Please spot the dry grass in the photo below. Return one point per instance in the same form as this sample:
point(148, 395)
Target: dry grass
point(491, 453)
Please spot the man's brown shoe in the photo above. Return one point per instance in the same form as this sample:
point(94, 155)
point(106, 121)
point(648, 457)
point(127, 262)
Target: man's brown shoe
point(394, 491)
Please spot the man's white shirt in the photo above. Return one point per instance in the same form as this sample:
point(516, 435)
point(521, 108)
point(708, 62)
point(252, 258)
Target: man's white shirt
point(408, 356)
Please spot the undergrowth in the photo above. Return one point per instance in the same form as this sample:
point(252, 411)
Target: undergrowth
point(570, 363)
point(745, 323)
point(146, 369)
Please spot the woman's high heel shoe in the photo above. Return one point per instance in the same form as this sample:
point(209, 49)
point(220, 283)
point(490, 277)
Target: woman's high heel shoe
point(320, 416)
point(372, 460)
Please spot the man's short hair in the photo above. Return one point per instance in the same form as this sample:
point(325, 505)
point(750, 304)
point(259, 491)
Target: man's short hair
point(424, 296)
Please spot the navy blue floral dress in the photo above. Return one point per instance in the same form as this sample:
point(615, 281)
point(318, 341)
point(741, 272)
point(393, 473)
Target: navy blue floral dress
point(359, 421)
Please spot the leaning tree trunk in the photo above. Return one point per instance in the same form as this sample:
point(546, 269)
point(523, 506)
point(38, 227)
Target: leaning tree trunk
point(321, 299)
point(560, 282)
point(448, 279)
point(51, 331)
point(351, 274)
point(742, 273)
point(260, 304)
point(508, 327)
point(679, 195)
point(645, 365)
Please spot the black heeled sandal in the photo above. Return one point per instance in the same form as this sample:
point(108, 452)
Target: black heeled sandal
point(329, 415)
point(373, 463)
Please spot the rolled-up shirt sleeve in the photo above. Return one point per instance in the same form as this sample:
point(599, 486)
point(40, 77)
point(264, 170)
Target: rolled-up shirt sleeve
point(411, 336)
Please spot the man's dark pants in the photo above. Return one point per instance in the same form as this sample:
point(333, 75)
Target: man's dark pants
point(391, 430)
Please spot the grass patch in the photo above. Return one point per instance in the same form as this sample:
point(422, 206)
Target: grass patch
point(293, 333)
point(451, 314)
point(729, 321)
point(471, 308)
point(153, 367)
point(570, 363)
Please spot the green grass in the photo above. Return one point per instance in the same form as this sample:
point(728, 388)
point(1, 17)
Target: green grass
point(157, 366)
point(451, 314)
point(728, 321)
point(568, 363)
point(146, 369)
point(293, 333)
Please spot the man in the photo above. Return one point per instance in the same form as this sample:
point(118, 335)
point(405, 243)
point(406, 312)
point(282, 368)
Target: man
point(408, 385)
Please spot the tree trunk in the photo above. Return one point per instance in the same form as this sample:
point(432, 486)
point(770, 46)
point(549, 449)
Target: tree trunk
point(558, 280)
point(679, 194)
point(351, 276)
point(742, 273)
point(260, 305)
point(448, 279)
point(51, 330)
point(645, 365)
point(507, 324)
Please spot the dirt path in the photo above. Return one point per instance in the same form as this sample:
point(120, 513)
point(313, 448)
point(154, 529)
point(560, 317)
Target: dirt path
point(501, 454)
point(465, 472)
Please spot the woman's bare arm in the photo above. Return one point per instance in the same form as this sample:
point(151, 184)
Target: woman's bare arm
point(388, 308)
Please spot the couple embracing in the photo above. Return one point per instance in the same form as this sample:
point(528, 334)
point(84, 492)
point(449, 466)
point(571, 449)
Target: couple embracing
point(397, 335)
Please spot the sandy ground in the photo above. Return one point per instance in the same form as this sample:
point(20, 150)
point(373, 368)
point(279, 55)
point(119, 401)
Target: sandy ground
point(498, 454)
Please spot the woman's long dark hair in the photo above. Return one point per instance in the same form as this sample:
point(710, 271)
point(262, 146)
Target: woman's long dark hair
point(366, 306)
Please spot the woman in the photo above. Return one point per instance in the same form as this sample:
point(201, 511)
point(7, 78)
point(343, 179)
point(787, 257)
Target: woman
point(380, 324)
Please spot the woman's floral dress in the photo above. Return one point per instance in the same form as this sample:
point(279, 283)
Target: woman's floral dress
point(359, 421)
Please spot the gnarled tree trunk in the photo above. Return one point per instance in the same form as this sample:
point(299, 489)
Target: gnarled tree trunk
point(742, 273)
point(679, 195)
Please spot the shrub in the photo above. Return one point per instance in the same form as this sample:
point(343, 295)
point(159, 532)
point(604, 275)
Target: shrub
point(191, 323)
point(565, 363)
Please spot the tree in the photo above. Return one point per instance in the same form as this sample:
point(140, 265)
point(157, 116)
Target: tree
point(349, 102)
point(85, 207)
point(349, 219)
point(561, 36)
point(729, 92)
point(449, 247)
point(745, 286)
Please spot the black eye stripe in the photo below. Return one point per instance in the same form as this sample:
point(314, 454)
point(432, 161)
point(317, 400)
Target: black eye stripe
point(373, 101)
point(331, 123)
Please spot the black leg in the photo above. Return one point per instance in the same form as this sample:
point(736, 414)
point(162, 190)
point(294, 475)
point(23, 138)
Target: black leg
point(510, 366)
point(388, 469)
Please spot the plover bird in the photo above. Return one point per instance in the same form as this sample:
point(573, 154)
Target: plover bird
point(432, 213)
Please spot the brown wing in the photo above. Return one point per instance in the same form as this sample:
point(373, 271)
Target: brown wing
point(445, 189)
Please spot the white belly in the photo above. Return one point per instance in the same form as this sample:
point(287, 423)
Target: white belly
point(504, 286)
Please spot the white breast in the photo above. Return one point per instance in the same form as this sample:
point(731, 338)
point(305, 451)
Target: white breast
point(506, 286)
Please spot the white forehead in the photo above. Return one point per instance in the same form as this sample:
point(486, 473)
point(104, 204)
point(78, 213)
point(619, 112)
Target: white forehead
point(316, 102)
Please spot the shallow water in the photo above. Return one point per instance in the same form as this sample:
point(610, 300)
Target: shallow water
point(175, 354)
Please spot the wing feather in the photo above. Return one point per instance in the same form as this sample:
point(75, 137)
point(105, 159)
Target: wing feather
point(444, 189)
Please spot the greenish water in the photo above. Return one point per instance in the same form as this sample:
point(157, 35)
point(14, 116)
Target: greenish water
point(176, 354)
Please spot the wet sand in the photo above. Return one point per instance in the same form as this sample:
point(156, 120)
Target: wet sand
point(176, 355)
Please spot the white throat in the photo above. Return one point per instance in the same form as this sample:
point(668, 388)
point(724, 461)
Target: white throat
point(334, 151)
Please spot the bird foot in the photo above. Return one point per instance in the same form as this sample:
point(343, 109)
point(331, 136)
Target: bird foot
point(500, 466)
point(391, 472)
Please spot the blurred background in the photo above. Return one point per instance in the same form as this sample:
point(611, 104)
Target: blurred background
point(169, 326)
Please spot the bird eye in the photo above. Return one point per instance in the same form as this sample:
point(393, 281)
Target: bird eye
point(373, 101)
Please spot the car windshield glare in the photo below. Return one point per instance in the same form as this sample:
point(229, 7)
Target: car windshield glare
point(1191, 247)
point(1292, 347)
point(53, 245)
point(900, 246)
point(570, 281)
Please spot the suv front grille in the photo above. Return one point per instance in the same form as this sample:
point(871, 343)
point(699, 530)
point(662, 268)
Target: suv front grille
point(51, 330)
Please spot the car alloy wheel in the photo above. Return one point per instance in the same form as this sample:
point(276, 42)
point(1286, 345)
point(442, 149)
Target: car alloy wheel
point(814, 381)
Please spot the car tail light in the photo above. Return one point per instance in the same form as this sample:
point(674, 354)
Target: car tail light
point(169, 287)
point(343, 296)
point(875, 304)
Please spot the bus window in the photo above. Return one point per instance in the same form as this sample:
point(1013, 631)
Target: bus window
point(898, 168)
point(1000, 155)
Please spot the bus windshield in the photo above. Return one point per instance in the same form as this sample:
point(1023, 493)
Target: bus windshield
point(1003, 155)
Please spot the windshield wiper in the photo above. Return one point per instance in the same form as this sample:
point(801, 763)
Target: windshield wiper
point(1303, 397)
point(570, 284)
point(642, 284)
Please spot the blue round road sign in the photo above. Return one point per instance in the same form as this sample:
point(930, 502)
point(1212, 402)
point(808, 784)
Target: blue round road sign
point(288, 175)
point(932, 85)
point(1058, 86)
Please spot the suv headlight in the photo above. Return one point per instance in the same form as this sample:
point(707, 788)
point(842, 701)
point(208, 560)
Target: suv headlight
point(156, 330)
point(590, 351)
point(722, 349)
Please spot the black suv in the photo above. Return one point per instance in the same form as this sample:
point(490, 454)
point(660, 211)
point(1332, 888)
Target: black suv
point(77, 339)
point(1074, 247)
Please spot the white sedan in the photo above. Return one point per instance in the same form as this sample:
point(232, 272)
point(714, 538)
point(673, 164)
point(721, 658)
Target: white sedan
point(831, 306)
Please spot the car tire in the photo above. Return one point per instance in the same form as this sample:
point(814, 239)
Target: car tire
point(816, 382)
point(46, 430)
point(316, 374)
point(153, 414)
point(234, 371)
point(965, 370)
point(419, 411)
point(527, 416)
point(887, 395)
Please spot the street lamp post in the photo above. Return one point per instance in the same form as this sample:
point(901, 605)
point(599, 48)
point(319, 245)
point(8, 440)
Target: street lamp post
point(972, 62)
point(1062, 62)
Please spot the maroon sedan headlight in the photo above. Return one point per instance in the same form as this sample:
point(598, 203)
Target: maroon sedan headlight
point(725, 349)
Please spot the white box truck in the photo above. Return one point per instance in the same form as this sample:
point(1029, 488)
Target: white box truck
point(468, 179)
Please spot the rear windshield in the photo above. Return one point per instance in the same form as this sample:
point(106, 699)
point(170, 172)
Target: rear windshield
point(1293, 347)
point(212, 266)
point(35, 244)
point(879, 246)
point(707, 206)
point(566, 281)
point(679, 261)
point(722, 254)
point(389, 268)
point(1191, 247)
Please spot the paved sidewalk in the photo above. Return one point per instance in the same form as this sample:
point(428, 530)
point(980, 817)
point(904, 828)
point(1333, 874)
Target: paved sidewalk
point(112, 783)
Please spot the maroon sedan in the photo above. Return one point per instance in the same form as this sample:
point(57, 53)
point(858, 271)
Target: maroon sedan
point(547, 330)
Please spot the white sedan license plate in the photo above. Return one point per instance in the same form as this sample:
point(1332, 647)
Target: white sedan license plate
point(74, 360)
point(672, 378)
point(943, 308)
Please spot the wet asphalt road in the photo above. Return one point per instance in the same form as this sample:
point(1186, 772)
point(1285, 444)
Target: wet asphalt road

[CHALLENGE]
Rewrite the rows starting at the line containing "Please spot the woman's long" and ending at the line containing "point(366, 306)", replacing "long dark hair" with "long black hair" and leaving everything else unchanged.

[RESULT]
Please spot the woman's long black hair in the photo above. Return one point per instance in the same form as this sample:
point(710, 271)
point(262, 146)
Target: woman's long black hair
point(366, 306)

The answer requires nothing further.